** Given entries **
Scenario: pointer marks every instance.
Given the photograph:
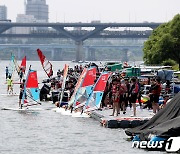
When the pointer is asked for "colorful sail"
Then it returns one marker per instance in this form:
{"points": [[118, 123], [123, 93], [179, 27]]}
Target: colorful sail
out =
{"points": [[31, 89], [94, 100], [86, 88], [23, 64], [78, 84], [64, 82], [47, 66]]}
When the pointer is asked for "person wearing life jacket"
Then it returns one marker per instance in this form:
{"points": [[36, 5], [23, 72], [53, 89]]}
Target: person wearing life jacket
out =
{"points": [[9, 85], [156, 90], [122, 93], [133, 94]]}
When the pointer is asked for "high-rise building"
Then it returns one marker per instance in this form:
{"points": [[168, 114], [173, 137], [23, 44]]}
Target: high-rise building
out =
{"points": [[37, 8], [3, 12]]}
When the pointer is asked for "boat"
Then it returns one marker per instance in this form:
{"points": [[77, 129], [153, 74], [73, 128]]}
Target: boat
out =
{"points": [[94, 101], [162, 126]]}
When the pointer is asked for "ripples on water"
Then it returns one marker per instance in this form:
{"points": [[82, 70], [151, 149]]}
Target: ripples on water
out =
{"points": [[49, 132]]}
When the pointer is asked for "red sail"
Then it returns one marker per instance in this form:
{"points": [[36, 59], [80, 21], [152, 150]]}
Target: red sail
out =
{"points": [[32, 81], [101, 83], [23, 64], [90, 77], [47, 66]]}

** Exercise description **
For every entry above, please output the text exactly and leave any picture behind.

** Answer section **
Scenario: pointer marks every instance.
Given the photograph:
When the pointer is asked for "colorful sail"
Then it returns one marker per instance in this form:
{"points": [[118, 123], [123, 93], [179, 27]]}
Target: colorful sail
out =
{"points": [[31, 89], [94, 100], [86, 88], [23, 64], [78, 84], [64, 82], [47, 66]]}
When the pointer is asked for "person wearing life jacket"
Then it returns one marker per instance in this form:
{"points": [[36, 5], [23, 72], [53, 89]]}
Target: person wearing life jacket
out =
{"points": [[9, 85], [156, 90], [122, 93], [133, 94]]}
When the pointer is asked for "high-rise building"
Then it returns one marker per instance in this form:
{"points": [[168, 114], [173, 137], [23, 44]]}
Target: high-rise building
out =
{"points": [[37, 8], [3, 12]]}
When the pointer is asked for "boat"
Then it returns one marker per instance in this form:
{"points": [[77, 129], [153, 74], [73, 128]]}
Target: boat
out =
{"points": [[94, 101], [162, 126]]}
When the pointer is asked for "ripples on water"
Then it returns one marker per instance in this form:
{"points": [[82, 70], [151, 149]]}
Target: ripples on water
out =
{"points": [[49, 132]]}
When the pointer is asked for "red sail"
Then it returns one marker per instance in this form:
{"points": [[36, 59], [80, 21], [152, 150]]}
Target: red sail
out =
{"points": [[32, 81], [101, 83], [23, 64], [90, 77], [47, 66]]}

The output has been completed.